## TASK PROMPT
Copy the material that follows word for word and omit its pictures.

Records of labeled points
______________________________

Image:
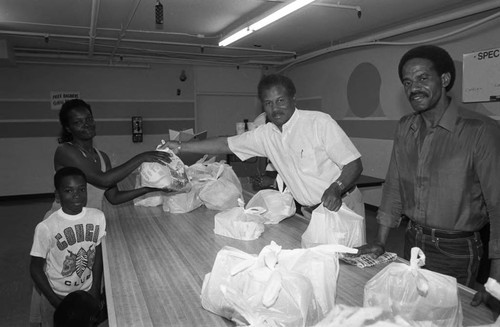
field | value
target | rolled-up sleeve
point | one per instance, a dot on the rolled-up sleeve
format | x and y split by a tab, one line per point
246	145
487	164
389	213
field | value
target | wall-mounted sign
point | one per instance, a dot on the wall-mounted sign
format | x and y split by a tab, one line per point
59	97
481	81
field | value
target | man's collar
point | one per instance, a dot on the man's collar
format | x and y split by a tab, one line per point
449	118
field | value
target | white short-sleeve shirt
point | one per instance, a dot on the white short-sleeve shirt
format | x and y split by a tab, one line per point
309	154
68	244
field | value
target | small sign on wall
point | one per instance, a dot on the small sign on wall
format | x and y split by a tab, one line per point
481	81
57	98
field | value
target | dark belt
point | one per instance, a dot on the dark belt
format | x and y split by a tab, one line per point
440	232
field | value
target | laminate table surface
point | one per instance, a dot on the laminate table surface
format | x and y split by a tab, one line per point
155	262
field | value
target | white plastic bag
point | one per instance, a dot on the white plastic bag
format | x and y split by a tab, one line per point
275	288
152	199
343	227
278	204
171	176
240	223
198	174
183	202
223	191
421	296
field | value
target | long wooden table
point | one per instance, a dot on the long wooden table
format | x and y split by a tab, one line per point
155	262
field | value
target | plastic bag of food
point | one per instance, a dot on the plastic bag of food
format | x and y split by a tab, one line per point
343	227
279	204
171	176
240	223
275	288
152	199
184	202
424	297
222	191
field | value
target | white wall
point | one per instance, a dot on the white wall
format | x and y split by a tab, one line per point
327	78
26	165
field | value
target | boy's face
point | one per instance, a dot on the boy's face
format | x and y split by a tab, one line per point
72	194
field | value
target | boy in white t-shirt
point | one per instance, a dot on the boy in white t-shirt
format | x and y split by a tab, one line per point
66	253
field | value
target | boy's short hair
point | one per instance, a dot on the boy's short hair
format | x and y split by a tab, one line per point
65	172
77	309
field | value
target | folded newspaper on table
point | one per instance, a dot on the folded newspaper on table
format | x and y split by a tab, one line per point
365	260
186	135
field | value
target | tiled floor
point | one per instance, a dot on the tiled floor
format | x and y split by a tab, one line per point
19	218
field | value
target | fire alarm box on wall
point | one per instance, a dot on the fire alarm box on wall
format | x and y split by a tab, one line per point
136	129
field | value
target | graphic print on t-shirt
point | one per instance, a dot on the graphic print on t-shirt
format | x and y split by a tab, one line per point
78	262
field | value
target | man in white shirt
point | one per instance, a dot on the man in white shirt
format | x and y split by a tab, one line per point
313	155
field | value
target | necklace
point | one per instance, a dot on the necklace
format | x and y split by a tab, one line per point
87	154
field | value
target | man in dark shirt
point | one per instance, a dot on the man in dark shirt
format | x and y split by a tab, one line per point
443	174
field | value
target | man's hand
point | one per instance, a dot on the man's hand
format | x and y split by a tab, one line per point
174	146
332	198
160	157
374	250
482	296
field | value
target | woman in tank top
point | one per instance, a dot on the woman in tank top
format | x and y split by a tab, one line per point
78	151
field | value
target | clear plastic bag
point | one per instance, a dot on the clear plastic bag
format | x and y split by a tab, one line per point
152	199
183	202
222	191
421	296
279	204
275	288
240	223
343	227
171	176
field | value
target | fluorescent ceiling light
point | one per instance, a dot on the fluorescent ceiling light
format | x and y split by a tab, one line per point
280	13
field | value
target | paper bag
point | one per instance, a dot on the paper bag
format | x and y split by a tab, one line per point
278	204
419	295
343	227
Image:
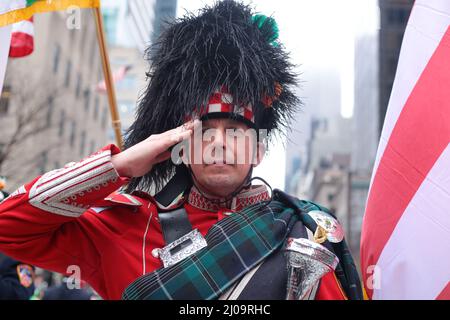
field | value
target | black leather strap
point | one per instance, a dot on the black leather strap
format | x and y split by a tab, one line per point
174	224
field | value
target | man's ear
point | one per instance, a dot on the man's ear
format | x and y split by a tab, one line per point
260	152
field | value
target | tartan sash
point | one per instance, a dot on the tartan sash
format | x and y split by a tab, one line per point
235	245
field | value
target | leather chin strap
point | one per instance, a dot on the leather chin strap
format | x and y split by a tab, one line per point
175	223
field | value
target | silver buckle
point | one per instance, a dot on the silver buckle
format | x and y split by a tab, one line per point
182	248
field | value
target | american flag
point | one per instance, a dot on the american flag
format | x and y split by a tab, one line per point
405	244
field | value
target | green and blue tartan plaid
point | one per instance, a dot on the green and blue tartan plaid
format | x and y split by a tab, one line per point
235	245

______________________________

## TASK RESULT
Image:
field | value
target | rolled-up sleeve
point | one per instance, a dot on the rolled-up sleeve
format | x and y split by a tab, one line per point
246	145
487	164
389	213
field | value
target | wall-mounted sign
point | one per instance, a dot on the wall-mounted sign
format | x and y split by a tab, one line per point
59	97
481	81
field | value
target | man's collar
point | one per instance, a dot on the man's collar
format | x and y split by a tab, one line per point
449	118
field | value
target | white short-sleeve shirt
point | one per instance, a dot on the white short-sleeve shirt
format | x and y split by a tab, one line per point
309	154
68	244
field | value
target | small sign on wall
point | one per instance, a dot on the small sign on wall
format | x and y split by a tab, one line per point
481	81
57	98
field | value
target | dark belt
point | one per instance, a dot on the dark belt
format | x and y split by a tab, one line per point
440	232
field | value
target | laminate table surface
point | one per instance, a dot on the laminate table surface
format | x and y split by a tab, one line per point
155	262
field | value
target | white plastic bag
point | one per instance, a dot on the white plastic bag
format | x and y split by a tab, one line per point
275	288
152	199
343	227
278	204
171	176
240	223
198	174
183	202
223	191
421	296
field | value
target | long wooden table
point | one per instance, a dot on the long wooden table
format | x and y split by a tab, one line per point
155	262
field | value
target | plastic bag of food
point | one per instance, a dot on the plastic bag of food
format | x and y split by a tab, one line per point
343	227
279	204
171	176
240	223
275	288
152	199
184	202
424	297
222	191
field | value
target | white wall
point | one per instance, a dot on the white wall
format | x and y split by a tab, one line per point
327	78
26	165
field | value
target | boy's face
point | one per instance, a dot on the boy's face
format | x and y split by a tab, one line per point
72	194
field | value
target | boy in white t-shirt
point | one per instance, a dot on the boy in white t-shirt
format | x and y split by a tab, one line per point
66	253
field | value
target | boy's short hair
point | one per instance, a dot on the boy's short hair
format | x and y split by a tab, one line per point
65	172
77	309
field | value
target | folded newspaper on table
point | one per instance, a dot on the folded newspaper on table
format | x and y split by a tab, one line per point
365	260
186	135
field | value
target | tiled floor
point | one per instance, a dot on the tiled floor
format | x and y split by a tab, one line per point
19	218
field | value
target | fire alarm box on wall
point | one per instance, a dot on the fire alarm box on wall
format | x and y split by a tab, one line per point
136	129
field | value
target | graphic print on t-shirt
point | one per instance, a dot on the graphic print on t-shirt
format | x and y split by a tab, one line per point
78	262
field | value
target | man in white shirt
point | one per instance, a dot on the man in white shirt
format | x and y split by a tab, one line per point
313	155
field | value
target | necklace
point | one per instance, a dot on the necklace
format | x and y split by a tab, one line per point
87	154
field | value
target | man in dark shirt
point | one per instance, a dot on the man in dark shirt
format | x and y split by a tab, one line per point
443	174
field | value
target | man's hand
point | one per instance, a dot on the man's hand
format | x and y split by a tab, one line per point
174	146
332	198
160	157
374	250
482	296
field | value
target | woman in tank top
point | one per instance, a dot on the woman in tank top
format | x and y split by a tab, one line per point
78	151
field | value
target | clear plastic bag
point | one per instance, a dot on the clear plastic bag
format | x and y split by a tab, one line per point
152	199
183	202
222	191
421	296
279	204
275	288
240	223
343	227
171	176
field | value
target | fluorescent ceiling light
point | one per instance, a dot on the fluorescent ceiling light
format | x and y split by a tab, one line per point
280	13
field | value
target | paper bag
point | one per instance, a dot on the paper bag
format | x and y split by a tab, one line per point
278	204
419	295
343	227
Image:
field | value
target | black leather strap
point | one per instance, a dot on the black leather strap
format | x and y split by a tab, one line per point
174	224
field | value
target | man's ear
point | one per instance, a dot on the man's ear
format | x and y split by a tab, one line per point
260	152
field | value
target | tartan sash
point | one per instance, a dot on the tartan sash
format | x and y split by a tab, one line per point
235	245
field | value
target | leather chin strap
point | one per instance, a dot on the leather chin strap
format | x and y split by a tab, one line per point
175	223
field | value
target | silver buckle
point | one per instance, a dot on the silver buckle
format | x and y split by a tab, one line per point
182	248
field | value
target | american flag
point | one per instance, a dot on the american flag
format | x and y split by a tab, one line per point
405	244
field | value
target | green and blue tartan plaid
point | one per instance, a dot on the green and blue tartan plaid
format | x and y split by a tab, one line per point
235	245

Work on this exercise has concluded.